*** Task input ***

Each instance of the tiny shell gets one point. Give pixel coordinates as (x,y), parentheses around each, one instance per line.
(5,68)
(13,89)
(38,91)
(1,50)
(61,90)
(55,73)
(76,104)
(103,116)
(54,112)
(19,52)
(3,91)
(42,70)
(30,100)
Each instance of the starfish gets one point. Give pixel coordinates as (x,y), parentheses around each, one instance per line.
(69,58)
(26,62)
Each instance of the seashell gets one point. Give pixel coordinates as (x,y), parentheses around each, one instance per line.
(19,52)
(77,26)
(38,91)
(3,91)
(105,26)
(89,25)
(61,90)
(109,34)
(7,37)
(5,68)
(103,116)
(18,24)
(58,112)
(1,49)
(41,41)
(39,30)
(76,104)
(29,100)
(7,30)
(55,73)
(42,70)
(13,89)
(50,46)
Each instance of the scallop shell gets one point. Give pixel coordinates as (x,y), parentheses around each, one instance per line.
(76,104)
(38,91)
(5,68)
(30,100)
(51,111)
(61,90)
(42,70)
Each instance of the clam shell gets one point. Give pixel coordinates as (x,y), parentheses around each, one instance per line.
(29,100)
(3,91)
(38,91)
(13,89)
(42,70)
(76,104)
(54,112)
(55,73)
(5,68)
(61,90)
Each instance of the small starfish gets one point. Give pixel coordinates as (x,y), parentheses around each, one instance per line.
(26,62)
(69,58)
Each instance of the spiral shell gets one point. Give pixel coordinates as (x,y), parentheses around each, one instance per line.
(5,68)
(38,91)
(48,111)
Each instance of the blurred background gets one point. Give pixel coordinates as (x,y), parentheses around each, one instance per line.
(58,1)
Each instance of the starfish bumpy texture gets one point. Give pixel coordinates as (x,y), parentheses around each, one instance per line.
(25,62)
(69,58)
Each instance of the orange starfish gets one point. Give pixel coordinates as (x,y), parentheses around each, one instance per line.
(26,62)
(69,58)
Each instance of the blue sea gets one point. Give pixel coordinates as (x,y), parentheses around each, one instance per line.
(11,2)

*** End of Task input ***

Aim of the exercise: Write the whole of the data out again exactly as it stands.

Solution:
Each instance of the tiny shell gets one point. Give pixel coordinates as (x,y), parentheses around each, one instance per line.
(5,68)
(13,89)
(38,91)
(1,50)
(61,90)
(55,73)
(76,104)
(103,116)
(54,112)
(19,52)
(3,91)
(42,70)
(30,100)
Each instance of the starfish gets one point. Give pixel coordinates as (x,y), parentheses around each, one instance per line.
(69,58)
(26,62)
Each instance of the seashell gets one point. Give pixel coordinates as (x,y), parentheses around each, one instance per line.
(19,52)
(77,26)
(38,91)
(3,91)
(105,26)
(89,25)
(61,90)
(109,34)
(7,37)
(5,68)
(103,116)
(18,24)
(58,112)
(1,49)
(41,41)
(39,30)
(76,104)
(29,100)
(7,30)
(55,73)
(42,70)
(13,89)
(50,46)
Each instance of the scallop shell gets one point. Give pixel coordinates as (x,y), parentheses around each, one instance per line.
(76,104)
(38,91)
(5,68)
(30,100)
(51,111)
(61,90)
(42,70)
Each instance of the clam shell gets one point. Give pixel coordinates as (x,y), parentheses around each, one instance per line.
(29,100)
(3,91)
(38,91)
(13,89)
(42,70)
(76,104)
(54,112)
(55,73)
(5,68)
(61,90)
Each instance of the small starfish gets one point. Give pixel coordinates as (x,y), parentheses around each, one instance per line.
(26,62)
(69,58)
Each instance of the spiral shell gets one point. Give pixel coordinates as (x,y), parentheses around each, one instance per line.
(5,68)
(38,91)
(48,111)
Each instance of the blurred background gets one point. Give pixel coordinates as (x,y), parentheses around each, one instance per line.
(58,1)
Each instance of the starfish bumpy texture gets one point. Give pixel coordinates as (x,y), parentheses around each, one instance per line.
(25,62)
(69,58)
Each instance of the orange starfish gets one point. Give pixel coordinates as (x,y), parentheses around each, one instance per line.
(26,62)
(69,58)
Each instance of the blue sea gets one point. Give pixel coordinates as (x,y), parentheses around each, one instance per line.
(11,2)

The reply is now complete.